▶ _Task inputs_
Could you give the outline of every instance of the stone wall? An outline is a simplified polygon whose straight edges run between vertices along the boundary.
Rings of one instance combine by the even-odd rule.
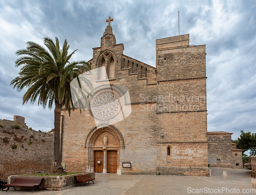
[[[14,121],[0,121],[2,179],[6,179],[10,175],[51,171],[53,135],[29,129],[25,124],[25,118],[20,116],[14,116]]]
[[[206,176],[205,46],[189,40],[187,34],[156,41],[157,171]]]
[[[105,134],[109,138],[118,134],[118,145],[104,149],[100,140],[105,130],[97,128],[88,110],[75,110],[70,117],[62,112],[66,170],[93,171],[95,151],[114,149],[118,174],[207,175],[205,46],[190,46],[188,35],[158,39],[157,70],[123,55],[123,45],[116,44],[108,26],[101,47],[93,49],[93,69],[105,66],[109,75],[114,60],[114,76],[109,81],[128,89],[132,113],[111,125],[117,130],[113,136]],[[94,137],[97,133],[100,138]],[[132,167],[122,167],[124,162]]]
[[[256,156],[251,157],[251,175],[256,177]],[[256,185],[255,185],[256,186]]]
[[[224,132],[207,132],[208,163],[211,167],[232,167],[232,134]]]

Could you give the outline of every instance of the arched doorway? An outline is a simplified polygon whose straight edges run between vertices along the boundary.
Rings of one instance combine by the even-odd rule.
[[[114,126],[92,129],[86,141],[88,148],[87,171],[121,174],[120,153],[123,138]]]

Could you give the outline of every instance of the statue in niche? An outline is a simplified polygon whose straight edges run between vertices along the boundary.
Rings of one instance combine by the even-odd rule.
[[[104,146],[106,146],[106,144],[108,143],[108,137],[106,137],[105,135],[103,138],[103,143],[104,143]]]

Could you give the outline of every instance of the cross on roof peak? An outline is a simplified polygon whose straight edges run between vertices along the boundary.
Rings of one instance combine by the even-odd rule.
[[[111,21],[113,20],[113,18],[111,18],[111,17],[109,16],[109,19],[106,19],[106,22],[109,23],[109,25],[108,26],[111,26]]]

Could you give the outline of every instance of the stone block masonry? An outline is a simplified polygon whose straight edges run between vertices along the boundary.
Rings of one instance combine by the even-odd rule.
[[[15,125],[20,128],[14,128]],[[53,134],[29,129],[24,117],[14,116],[13,121],[0,121],[0,147],[1,179],[51,171]]]
[[[124,55],[123,45],[116,44],[110,25],[106,28],[89,62],[93,69],[105,68],[108,77],[99,71],[96,82],[109,82],[113,94],[129,91],[131,113],[110,122],[116,115],[108,115],[114,102],[106,98],[96,106],[102,112],[102,126],[96,126],[94,116],[99,116],[90,112],[94,103],[70,117],[62,112],[62,161],[67,170],[208,175],[205,46],[190,46],[187,34],[157,39],[156,49],[155,68]],[[91,102],[106,88],[94,89]],[[126,105],[120,99],[118,111]],[[104,135],[110,139],[105,146]]]

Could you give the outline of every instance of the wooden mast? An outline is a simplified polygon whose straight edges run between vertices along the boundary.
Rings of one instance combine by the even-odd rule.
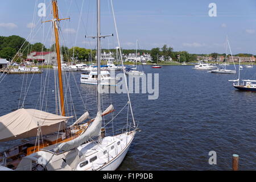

▶ _Requirement_
Please reproduce the entries from the very beginning through the line containing "[[[206,176],[205,46],[189,40],[187,34],[156,41],[157,171]]]", with "stone wall" swapped for "brick wall" and everything else left unchanged. Leave the pictures out of your answer.

▶ _Reply_
Could you give the outline of every instance of the brick wall? An outline is a simplified polygon whose straight edges run between vertices along the boundary.
Rings of one instance combine by the even-odd rule.
[[[14,121],[0,121],[2,179],[6,179],[10,175],[51,171],[53,135],[29,129],[25,124],[25,118],[20,116],[14,116]]]
[[[206,176],[205,46],[189,40],[187,34],[156,41],[157,171]]]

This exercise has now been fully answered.